* start Input *

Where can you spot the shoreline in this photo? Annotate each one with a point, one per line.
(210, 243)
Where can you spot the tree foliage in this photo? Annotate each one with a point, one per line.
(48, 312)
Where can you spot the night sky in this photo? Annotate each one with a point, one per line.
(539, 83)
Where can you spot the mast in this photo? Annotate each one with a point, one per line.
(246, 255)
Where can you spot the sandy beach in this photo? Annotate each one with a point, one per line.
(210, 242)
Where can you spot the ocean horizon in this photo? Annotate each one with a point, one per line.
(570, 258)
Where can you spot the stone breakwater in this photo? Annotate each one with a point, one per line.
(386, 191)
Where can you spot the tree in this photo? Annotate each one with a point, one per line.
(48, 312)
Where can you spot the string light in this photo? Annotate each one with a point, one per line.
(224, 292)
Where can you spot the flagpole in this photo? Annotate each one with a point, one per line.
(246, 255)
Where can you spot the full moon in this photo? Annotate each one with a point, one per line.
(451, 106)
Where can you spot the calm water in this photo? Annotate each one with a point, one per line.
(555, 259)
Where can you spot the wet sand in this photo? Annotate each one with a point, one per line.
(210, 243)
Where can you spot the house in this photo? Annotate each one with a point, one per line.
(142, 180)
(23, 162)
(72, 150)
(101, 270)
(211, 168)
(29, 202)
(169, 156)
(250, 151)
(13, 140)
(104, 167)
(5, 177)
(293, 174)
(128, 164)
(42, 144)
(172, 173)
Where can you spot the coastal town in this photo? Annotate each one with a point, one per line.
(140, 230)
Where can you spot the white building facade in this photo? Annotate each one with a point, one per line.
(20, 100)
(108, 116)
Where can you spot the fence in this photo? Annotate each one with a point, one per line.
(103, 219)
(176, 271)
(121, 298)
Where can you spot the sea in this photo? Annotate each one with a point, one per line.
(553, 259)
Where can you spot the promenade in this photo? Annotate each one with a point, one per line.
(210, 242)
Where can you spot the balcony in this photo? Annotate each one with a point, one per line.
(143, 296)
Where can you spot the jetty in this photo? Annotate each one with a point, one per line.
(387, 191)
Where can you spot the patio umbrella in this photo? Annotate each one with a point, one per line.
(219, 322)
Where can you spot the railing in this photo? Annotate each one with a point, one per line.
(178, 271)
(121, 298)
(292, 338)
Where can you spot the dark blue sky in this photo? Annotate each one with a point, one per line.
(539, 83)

* end Input *

Prompt:
Set down the entire listing above again, line for line, with every character unchanged.

Written answer:
Where can you spot the shoreline in this photo? Annotate each one with a point, one per line.
(210, 243)
Where can you spot the tree foliage in this photo? Annotate each one with a point, one per line.
(48, 312)
Where can you spot the night sky in this photo? Annotate each one with a point, one per line.
(539, 83)
Where can you spot the mast in this photo? Annotate each one with a point, one per line.
(246, 255)
Where can you spot the sandy beach in this photo? Annotate each one with a point, one per line.
(210, 242)
Where can you spot the ocean horizon in this photo? Annotate each one with a point, one per line.
(570, 258)
Where can you spot the stone breakwater in this photo? Annotate each one with a point, one per line.
(386, 191)
Where can you spot the tree in this photo? Annotate each one with a point, one per line.
(48, 312)
Where can you spot the string light in this photo? Annotate each one with a point, one per line.
(224, 292)
Where can you spot the flagpole in this photo? Annotate each one with a point, one per line.
(246, 255)
Where can you spot the full moon in this photo? Annotate each one with a point, one per line.
(451, 106)
Where can you spot the calm water in this photo? Annotate each one with a point, one per line.
(555, 259)
Where can you spot the wet sand in this photo? Annotate each one with a point, one per line.
(210, 243)
Where can you spot the house in this photo? Annotate each one with a point, one per line.
(142, 180)
(23, 162)
(72, 150)
(101, 270)
(211, 168)
(29, 202)
(169, 156)
(250, 151)
(13, 140)
(104, 167)
(5, 177)
(293, 174)
(128, 164)
(42, 144)
(172, 173)
Where can you spot the coastal town in this photo? Annotate each one with a point, one per line.
(140, 230)
Where can you spot the white building facade in this photo? Annotate each one with a point, one per line.
(20, 100)
(108, 116)
Where can you spot the fence in this photo? Annotate each one with a point, one per line.
(103, 219)
(176, 271)
(121, 298)
Where can you spot the sea in this photo? Annotate each one with a point, one per line.
(553, 259)
Where can you spot the promenade in this photo? Annotate each one with a point, one per line.
(210, 242)
Where can you spot the balcony in this photo? Annotate each one with a point, one per line.
(143, 296)
Where can you spot the jetty in this photo? Annotate each one with a point, one per line.
(387, 191)
Where can you spot the patio umbrella in this photo? Annotate each one with a point, one per line.
(219, 322)
Where can you spot the railing in this photo? Annotate each one with a point, one per line.
(178, 271)
(121, 298)
(292, 338)
Where can you spot the dark blue sky in this photo? Annotate each one with a point, one per line.
(539, 83)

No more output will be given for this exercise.